**Work order**
For the word "bottle", find each line in the entries where it occurs and copy that line.

**Source data**
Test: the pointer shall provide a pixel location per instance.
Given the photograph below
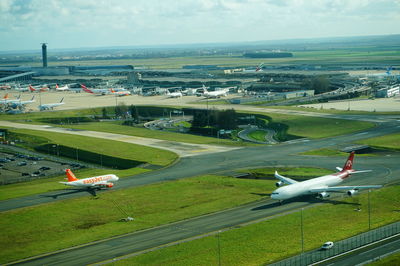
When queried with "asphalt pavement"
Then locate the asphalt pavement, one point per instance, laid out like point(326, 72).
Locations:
point(385, 171)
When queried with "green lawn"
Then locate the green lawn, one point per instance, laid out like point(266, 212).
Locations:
point(275, 239)
point(317, 127)
point(258, 135)
point(35, 230)
point(116, 127)
point(391, 141)
point(106, 147)
point(387, 261)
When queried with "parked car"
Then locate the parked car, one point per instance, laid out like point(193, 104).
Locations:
point(327, 245)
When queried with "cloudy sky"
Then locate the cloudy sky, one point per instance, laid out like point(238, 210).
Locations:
point(24, 24)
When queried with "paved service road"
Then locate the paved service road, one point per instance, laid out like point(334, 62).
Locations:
point(282, 154)
point(368, 254)
point(385, 170)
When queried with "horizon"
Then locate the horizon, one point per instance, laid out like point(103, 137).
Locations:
point(96, 24)
point(209, 45)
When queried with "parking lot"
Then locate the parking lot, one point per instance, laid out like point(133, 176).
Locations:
point(19, 167)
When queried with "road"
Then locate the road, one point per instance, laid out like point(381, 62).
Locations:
point(367, 254)
point(385, 170)
point(282, 154)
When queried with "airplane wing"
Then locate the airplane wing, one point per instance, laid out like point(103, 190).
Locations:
point(342, 188)
point(285, 180)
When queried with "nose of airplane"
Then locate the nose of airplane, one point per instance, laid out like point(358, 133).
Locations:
point(275, 195)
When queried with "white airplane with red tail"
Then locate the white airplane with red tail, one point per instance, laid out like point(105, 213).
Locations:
point(102, 181)
point(321, 186)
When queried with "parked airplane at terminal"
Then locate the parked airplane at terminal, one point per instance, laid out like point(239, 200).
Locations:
point(7, 100)
point(176, 94)
point(22, 103)
point(120, 93)
point(320, 185)
point(42, 89)
point(50, 106)
point(63, 88)
point(215, 94)
point(102, 181)
point(95, 91)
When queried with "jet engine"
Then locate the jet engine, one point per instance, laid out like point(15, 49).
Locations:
point(352, 192)
point(323, 195)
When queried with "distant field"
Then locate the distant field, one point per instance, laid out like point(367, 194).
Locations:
point(116, 127)
point(106, 147)
point(266, 242)
point(317, 127)
point(340, 56)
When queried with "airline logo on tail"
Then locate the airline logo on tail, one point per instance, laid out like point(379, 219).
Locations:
point(103, 181)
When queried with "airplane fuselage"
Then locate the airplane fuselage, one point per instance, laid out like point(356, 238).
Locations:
point(93, 181)
point(303, 188)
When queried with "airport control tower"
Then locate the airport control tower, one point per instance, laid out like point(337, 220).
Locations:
point(44, 54)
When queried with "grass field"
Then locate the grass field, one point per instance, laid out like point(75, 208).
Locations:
point(391, 141)
point(330, 152)
point(52, 184)
point(258, 135)
point(275, 239)
point(116, 127)
point(340, 56)
point(330, 111)
point(388, 261)
point(317, 127)
point(106, 147)
point(34, 230)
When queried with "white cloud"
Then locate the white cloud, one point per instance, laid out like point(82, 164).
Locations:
point(24, 23)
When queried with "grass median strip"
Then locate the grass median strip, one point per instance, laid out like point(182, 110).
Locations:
point(35, 230)
point(391, 141)
point(103, 146)
point(275, 239)
point(77, 221)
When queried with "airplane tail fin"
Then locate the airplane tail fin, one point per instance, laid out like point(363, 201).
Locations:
point(86, 89)
point(71, 177)
point(349, 163)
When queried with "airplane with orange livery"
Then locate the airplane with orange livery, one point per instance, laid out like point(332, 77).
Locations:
point(120, 93)
point(102, 181)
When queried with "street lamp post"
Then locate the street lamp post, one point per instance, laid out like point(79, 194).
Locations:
point(219, 249)
point(302, 231)
point(369, 211)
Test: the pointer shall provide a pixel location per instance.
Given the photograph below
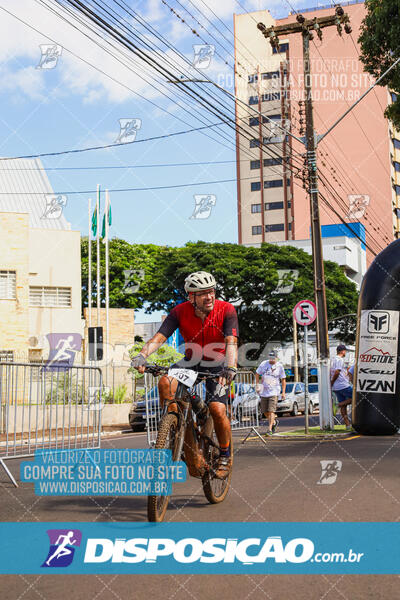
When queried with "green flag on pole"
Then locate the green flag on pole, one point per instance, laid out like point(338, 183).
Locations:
point(94, 222)
point(103, 229)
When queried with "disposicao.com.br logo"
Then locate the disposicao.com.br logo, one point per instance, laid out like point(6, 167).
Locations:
point(62, 547)
point(247, 551)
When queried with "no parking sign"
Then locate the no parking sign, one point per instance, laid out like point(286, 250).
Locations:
point(305, 312)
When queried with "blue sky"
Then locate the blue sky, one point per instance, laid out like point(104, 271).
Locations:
point(74, 106)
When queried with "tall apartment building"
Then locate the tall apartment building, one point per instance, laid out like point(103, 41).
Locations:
point(359, 160)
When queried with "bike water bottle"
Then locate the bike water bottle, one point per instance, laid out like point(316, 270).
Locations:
point(376, 396)
point(198, 405)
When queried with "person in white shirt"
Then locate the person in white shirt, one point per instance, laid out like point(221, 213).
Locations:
point(340, 383)
point(272, 374)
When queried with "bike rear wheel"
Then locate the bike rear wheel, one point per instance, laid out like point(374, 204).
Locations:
point(167, 438)
point(215, 489)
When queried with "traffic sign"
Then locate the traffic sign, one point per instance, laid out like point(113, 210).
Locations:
point(305, 312)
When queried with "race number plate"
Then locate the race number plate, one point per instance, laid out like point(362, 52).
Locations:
point(185, 376)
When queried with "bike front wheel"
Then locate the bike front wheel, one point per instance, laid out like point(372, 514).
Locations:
point(167, 438)
point(215, 489)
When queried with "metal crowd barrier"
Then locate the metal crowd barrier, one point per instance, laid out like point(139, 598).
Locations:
point(48, 406)
point(243, 407)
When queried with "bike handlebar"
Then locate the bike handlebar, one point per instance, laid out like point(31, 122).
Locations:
point(155, 370)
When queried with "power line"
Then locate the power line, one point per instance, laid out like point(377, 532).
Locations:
point(117, 190)
point(78, 150)
point(102, 167)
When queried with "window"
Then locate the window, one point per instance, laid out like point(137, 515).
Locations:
point(270, 75)
point(282, 48)
point(270, 162)
point(6, 355)
point(273, 205)
point(275, 227)
point(273, 183)
point(270, 96)
point(8, 287)
point(49, 296)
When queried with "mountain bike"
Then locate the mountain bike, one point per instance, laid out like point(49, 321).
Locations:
point(188, 431)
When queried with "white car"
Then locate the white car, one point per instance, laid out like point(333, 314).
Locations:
point(294, 401)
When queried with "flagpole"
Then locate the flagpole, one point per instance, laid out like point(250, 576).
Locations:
point(98, 254)
point(90, 263)
point(106, 213)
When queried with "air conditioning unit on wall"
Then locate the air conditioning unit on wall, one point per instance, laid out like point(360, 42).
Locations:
point(38, 342)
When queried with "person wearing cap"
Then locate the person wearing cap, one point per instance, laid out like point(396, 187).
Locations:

**Result of the task**
When queried with "bike water bottle"
Then locate the bike water bottle, one point per instance, laid out like point(316, 270).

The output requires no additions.